◆ Exercise description
An unaltered copy of every line below is the expected output.

(Saved entries)
※

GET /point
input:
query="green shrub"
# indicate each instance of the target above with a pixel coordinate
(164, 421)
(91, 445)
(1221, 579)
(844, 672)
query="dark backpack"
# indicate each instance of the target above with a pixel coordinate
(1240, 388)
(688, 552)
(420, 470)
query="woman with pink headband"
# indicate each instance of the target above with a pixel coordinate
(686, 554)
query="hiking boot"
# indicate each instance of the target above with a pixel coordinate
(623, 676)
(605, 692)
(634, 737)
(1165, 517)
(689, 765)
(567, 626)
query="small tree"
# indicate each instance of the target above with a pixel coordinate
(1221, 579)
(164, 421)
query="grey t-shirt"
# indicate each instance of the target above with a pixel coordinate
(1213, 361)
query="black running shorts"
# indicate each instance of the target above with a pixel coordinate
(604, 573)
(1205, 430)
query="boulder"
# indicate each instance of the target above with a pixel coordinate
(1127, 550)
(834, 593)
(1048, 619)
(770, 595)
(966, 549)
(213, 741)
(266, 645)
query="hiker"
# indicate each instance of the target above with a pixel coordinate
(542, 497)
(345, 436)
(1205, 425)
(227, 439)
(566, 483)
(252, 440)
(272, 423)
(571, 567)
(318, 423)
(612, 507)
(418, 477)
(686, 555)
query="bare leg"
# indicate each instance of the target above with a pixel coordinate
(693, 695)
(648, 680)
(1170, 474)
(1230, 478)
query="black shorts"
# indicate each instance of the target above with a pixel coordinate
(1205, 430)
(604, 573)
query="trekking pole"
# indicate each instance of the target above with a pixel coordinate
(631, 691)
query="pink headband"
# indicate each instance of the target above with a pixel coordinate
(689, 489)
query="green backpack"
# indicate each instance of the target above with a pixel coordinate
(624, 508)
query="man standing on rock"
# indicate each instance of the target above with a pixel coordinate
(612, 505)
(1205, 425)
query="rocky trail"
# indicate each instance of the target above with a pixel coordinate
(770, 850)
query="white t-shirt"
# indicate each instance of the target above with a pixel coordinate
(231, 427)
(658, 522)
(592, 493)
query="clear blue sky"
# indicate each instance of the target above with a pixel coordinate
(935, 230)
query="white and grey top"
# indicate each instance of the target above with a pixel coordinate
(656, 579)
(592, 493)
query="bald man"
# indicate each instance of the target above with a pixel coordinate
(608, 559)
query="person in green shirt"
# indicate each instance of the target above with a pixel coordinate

※

◆ Task result
GET /point
input:
query="green shrub"
# indicate each instance of the target above with a pixel coordinate
(164, 421)
(91, 445)
(1221, 579)
(844, 672)
query="dark backpack"
# indicate each instance of the target above with a pixel coordinate
(1240, 388)
(688, 552)
(420, 470)
query="woman with pink headband"
# indicate each instance of the target above with a pixel coordinate
(686, 554)
query="hiking boot"
# indicate each instance of the target above with a pixel coordinate
(623, 676)
(605, 692)
(634, 737)
(1165, 517)
(689, 765)
(567, 626)
query="small tree"
# indicate each instance of the target above with a pixel coordinate
(1221, 579)
(164, 421)
query="grey t-shirt"
# indicate each instance of the target above with a pixel coordinate
(1213, 361)
query="black running shorts"
# indicate each instance of the target above with a pixel coordinate
(604, 573)
(1205, 430)
query="boulder"
# indicate each instance of the target above with a pixel coordinate
(1127, 550)
(834, 593)
(1048, 619)
(770, 595)
(966, 549)
(213, 741)
(266, 645)
query="hiker"
# indicate each instance of the target above with a pixel coordinate
(542, 497)
(345, 436)
(1205, 425)
(227, 439)
(566, 483)
(252, 440)
(272, 423)
(571, 567)
(318, 423)
(612, 507)
(418, 477)
(686, 555)
query="bare leg"
# indicate each instance of the target above with a pixel coordinate
(693, 695)
(648, 680)
(1170, 474)
(1230, 478)
query="black shorts"
# indicate each instance of the target above with a pixel coordinate
(1205, 430)
(604, 573)
query="trekking pole"
# indicate each instance of the target above with a pixel coordinate
(631, 691)
query="pink headband"
# indicate each instance of the target above with a pixel coordinate
(689, 489)
query="green backpack"
# indicate each instance of the target above with a pixel coordinate
(624, 508)
query="man standing on rock"
# indicate each instance of the target above with a pixel coordinate
(612, 505)
(1205, 425)
query="rocky trail"
# indicate each instance of the target above with a pixel coordinate
(770, 850)
query="white t-shirt"
# indicate each instance of the target above with a pixel coordinate
(231, 427)
(658, 522)
(592, 493)
query="clear blue sky"
# indicate each instance of the target above with a pixel coordinate
(935, 230)
query="white and grey top"
# indicate each instance of the target above with a pixel coordinate
(656, 579)
(592, 493)
query="bald man"
# indicate each instance of the target above with a pixel coordinate
(608, 559)
query="person in green shirt"
# indicate each instance of the target above with a pixel coordinate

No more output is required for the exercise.